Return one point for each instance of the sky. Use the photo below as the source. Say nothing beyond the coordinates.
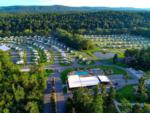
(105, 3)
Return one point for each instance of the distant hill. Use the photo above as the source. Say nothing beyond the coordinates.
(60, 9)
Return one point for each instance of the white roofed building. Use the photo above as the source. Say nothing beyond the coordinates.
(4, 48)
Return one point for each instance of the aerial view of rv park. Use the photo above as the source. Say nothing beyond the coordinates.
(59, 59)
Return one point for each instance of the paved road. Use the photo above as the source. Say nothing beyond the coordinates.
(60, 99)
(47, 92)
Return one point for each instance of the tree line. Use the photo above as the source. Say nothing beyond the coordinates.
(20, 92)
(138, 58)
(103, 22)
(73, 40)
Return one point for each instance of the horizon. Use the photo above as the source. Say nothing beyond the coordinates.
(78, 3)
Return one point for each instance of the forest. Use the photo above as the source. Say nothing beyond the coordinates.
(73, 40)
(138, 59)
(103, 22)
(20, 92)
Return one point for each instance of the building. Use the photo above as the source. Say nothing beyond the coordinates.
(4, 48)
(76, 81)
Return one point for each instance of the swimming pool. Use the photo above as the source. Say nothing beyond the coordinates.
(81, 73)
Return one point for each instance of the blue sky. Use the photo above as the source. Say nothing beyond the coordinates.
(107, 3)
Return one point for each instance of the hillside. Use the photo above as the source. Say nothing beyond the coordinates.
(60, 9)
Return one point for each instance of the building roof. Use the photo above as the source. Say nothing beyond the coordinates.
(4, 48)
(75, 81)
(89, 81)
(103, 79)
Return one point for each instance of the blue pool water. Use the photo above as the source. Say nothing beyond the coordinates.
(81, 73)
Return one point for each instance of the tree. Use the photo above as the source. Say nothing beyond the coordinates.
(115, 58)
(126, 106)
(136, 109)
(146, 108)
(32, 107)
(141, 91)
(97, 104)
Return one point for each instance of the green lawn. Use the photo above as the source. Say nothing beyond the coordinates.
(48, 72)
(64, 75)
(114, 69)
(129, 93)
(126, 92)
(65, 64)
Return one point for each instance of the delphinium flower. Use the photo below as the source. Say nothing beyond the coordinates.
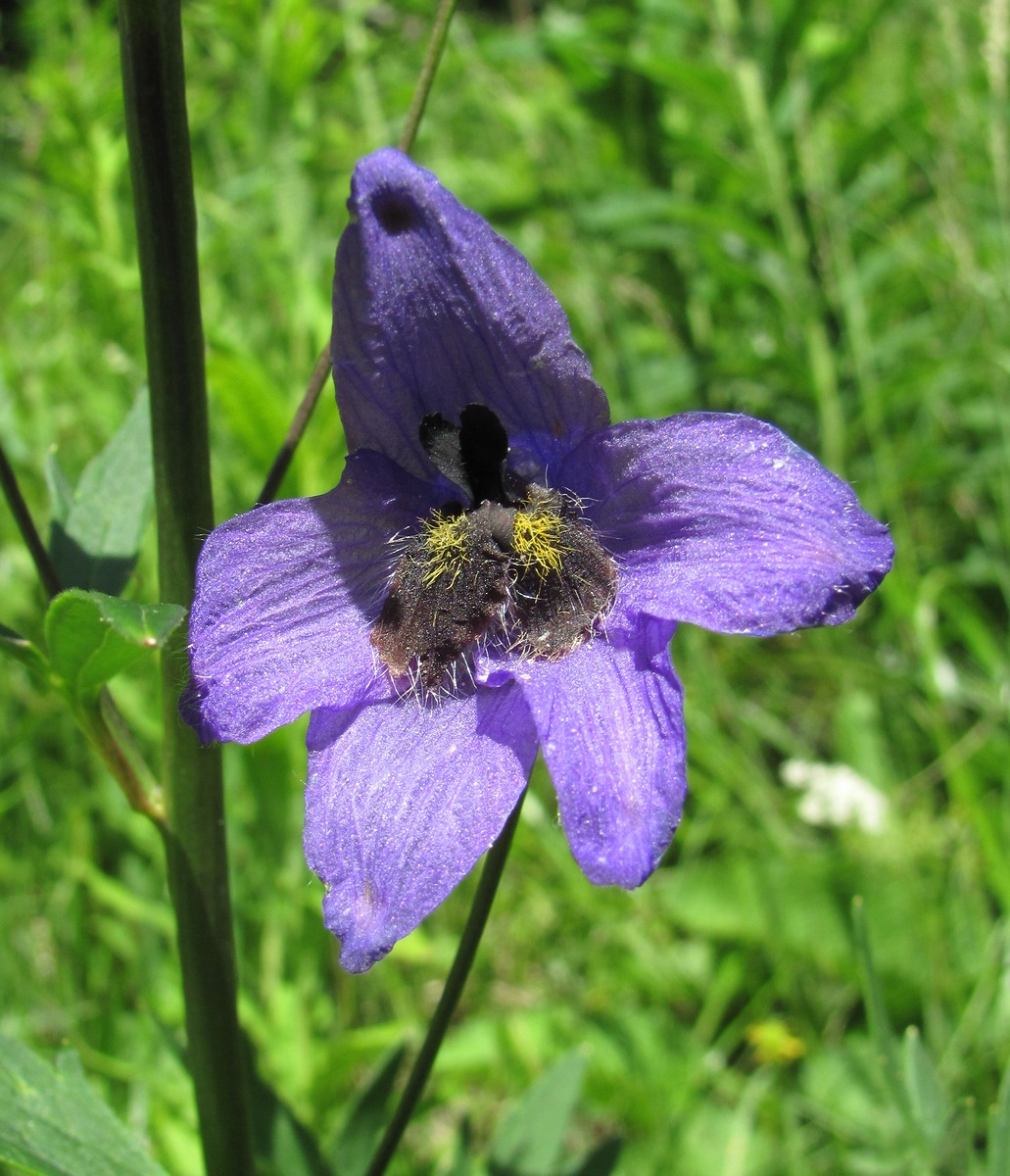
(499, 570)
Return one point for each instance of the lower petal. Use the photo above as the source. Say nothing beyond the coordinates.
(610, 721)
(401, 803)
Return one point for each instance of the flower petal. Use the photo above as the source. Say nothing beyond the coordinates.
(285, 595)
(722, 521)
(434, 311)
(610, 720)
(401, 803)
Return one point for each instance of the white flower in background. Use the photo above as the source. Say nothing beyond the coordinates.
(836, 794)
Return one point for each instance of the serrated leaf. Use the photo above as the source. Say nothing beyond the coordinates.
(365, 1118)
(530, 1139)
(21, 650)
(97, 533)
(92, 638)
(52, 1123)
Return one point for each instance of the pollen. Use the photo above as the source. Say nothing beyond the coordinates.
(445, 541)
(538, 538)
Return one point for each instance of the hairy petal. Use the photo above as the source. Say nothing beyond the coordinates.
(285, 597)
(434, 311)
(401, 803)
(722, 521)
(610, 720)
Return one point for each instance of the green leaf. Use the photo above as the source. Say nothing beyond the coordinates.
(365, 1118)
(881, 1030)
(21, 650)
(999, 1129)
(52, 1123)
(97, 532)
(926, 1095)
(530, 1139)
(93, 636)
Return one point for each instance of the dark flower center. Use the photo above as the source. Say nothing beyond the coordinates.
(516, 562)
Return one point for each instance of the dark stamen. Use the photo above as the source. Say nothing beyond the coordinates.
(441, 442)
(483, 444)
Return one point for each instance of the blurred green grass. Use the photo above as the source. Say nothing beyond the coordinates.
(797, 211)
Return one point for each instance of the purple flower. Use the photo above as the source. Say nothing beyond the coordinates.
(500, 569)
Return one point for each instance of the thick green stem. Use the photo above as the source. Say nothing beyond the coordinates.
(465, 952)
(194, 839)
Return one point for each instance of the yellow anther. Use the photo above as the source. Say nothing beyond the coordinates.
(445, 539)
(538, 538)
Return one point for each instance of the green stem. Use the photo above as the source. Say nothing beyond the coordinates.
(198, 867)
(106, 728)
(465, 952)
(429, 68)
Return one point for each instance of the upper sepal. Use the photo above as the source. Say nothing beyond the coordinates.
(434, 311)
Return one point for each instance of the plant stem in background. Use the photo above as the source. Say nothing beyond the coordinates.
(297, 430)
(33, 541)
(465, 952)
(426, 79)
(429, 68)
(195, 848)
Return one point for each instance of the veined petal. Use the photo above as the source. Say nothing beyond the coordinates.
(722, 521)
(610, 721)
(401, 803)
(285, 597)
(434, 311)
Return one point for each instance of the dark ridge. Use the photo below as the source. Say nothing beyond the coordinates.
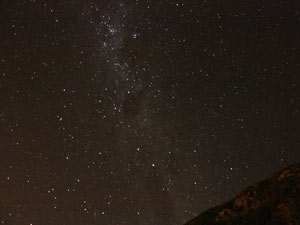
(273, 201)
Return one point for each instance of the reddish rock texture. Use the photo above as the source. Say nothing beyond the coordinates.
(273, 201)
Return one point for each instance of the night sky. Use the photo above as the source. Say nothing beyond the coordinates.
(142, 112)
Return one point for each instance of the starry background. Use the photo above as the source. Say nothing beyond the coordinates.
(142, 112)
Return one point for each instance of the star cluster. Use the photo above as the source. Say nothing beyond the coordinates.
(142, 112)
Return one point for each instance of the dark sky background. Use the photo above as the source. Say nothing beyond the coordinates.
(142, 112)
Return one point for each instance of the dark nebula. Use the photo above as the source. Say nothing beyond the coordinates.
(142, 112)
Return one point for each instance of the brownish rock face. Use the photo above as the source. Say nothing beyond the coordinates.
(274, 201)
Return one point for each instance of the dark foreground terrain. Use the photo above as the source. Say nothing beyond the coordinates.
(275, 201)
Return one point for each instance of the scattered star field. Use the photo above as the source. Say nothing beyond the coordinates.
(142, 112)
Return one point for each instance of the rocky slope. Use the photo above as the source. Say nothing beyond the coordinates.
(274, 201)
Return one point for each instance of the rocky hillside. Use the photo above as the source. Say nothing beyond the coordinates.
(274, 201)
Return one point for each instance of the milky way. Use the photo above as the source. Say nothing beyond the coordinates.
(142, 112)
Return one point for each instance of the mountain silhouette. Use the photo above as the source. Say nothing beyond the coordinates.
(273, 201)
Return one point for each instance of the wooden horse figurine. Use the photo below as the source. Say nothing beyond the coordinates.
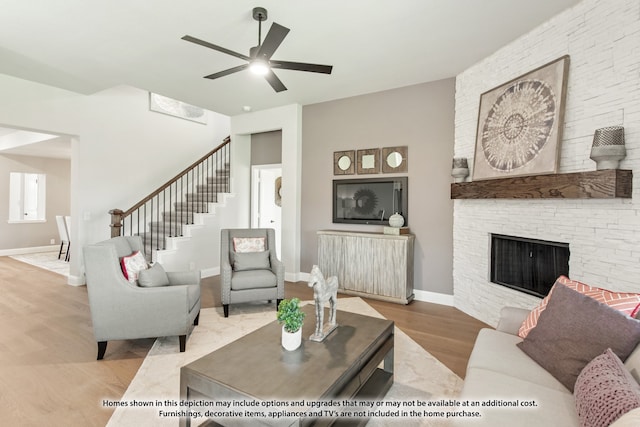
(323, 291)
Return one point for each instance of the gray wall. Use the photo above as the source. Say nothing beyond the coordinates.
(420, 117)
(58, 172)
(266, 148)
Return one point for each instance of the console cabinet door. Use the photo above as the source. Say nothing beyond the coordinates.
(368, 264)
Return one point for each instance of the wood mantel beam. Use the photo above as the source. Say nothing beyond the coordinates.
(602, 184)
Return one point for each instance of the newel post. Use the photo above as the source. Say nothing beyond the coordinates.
==
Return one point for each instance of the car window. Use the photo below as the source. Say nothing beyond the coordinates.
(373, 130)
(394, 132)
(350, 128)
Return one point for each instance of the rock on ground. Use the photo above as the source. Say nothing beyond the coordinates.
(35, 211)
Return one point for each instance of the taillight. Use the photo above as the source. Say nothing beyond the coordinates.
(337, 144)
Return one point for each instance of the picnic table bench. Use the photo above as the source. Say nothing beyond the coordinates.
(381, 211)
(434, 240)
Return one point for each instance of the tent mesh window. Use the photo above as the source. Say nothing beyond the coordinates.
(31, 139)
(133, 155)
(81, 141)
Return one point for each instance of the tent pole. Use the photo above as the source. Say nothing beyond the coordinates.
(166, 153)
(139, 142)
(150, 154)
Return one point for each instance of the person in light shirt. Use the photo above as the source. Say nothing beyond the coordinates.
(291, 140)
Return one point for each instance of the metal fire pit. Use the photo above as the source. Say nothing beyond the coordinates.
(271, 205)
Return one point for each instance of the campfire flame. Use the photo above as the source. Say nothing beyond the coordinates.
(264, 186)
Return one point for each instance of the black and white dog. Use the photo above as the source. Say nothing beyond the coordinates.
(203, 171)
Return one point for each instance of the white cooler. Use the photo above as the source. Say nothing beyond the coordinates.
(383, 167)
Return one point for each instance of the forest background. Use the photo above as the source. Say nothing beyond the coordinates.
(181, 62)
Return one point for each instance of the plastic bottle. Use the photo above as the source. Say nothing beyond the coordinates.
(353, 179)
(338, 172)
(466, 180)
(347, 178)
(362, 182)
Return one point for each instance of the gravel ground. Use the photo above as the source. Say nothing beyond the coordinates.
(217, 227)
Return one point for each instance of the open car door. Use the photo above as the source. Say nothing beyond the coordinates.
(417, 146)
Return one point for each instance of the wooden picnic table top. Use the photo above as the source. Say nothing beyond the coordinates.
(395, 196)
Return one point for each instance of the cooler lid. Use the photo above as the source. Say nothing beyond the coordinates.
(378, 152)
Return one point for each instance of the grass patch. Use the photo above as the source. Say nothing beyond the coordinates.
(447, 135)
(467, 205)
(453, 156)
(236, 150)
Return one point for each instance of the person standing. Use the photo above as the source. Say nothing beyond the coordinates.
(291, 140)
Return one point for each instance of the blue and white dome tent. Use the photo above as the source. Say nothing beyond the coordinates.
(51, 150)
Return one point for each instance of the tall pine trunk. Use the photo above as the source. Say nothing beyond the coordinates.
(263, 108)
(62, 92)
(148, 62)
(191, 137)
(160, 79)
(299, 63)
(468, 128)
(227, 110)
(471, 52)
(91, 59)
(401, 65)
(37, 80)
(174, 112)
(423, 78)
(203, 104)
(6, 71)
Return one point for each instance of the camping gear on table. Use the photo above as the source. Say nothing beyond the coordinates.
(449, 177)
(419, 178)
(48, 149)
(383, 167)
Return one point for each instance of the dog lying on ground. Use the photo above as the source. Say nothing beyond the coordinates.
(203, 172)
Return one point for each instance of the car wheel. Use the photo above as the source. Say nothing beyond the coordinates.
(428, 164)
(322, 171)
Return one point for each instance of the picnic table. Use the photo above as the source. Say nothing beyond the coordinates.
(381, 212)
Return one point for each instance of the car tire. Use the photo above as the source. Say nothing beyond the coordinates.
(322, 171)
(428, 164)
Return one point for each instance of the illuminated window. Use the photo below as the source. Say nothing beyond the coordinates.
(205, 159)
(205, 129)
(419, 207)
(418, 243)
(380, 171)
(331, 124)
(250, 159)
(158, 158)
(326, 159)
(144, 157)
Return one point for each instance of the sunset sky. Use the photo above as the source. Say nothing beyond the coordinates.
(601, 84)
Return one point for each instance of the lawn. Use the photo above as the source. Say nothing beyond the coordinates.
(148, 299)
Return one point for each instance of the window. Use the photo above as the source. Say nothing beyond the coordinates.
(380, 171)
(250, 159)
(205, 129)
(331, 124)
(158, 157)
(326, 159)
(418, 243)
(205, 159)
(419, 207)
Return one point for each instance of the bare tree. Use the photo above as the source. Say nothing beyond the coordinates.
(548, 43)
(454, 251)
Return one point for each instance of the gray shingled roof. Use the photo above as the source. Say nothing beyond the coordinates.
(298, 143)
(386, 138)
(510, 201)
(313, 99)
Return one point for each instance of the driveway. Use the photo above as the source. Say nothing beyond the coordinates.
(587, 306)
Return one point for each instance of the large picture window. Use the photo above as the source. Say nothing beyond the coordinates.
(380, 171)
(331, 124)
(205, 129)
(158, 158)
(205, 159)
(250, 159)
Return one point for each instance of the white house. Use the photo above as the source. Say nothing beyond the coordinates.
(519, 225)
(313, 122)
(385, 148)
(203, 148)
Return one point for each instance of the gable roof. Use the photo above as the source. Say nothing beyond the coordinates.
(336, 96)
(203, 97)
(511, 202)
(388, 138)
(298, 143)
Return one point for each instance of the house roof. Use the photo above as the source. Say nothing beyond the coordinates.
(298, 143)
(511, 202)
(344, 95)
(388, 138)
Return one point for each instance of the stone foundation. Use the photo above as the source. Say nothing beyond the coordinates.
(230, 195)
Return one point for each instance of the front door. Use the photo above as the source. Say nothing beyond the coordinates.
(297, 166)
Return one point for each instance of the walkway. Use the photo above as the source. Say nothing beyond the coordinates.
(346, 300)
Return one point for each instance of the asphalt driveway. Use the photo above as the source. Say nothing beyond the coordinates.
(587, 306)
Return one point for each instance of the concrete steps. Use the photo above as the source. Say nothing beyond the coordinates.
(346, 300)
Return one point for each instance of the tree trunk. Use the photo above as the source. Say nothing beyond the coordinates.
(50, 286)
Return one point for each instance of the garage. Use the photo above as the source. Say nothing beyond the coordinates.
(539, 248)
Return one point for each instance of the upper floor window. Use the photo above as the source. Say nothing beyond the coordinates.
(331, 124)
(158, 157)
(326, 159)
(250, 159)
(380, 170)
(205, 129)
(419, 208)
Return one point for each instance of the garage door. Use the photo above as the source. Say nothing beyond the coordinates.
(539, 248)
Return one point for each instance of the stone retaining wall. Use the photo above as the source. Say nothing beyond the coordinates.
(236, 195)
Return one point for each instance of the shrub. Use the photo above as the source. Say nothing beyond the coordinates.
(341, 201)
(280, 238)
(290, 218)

== YOUR INSTRUCTIONS ==
Extract from the listing above the lines between the line containing "Return one point for each instance of the wood mantel" and the line containing "Return one point for each instance of the newel", keeping both of those lines. Output nothing else.

== RESULT ==
Return one point for each instance of the wood mantel beam. Use the photo above as the source. Say nothing beyond the coordinates.
(602, 184)
Return one point for each instance of the newel post. Use the photo above as the source. Say nothing beyond the coordinates.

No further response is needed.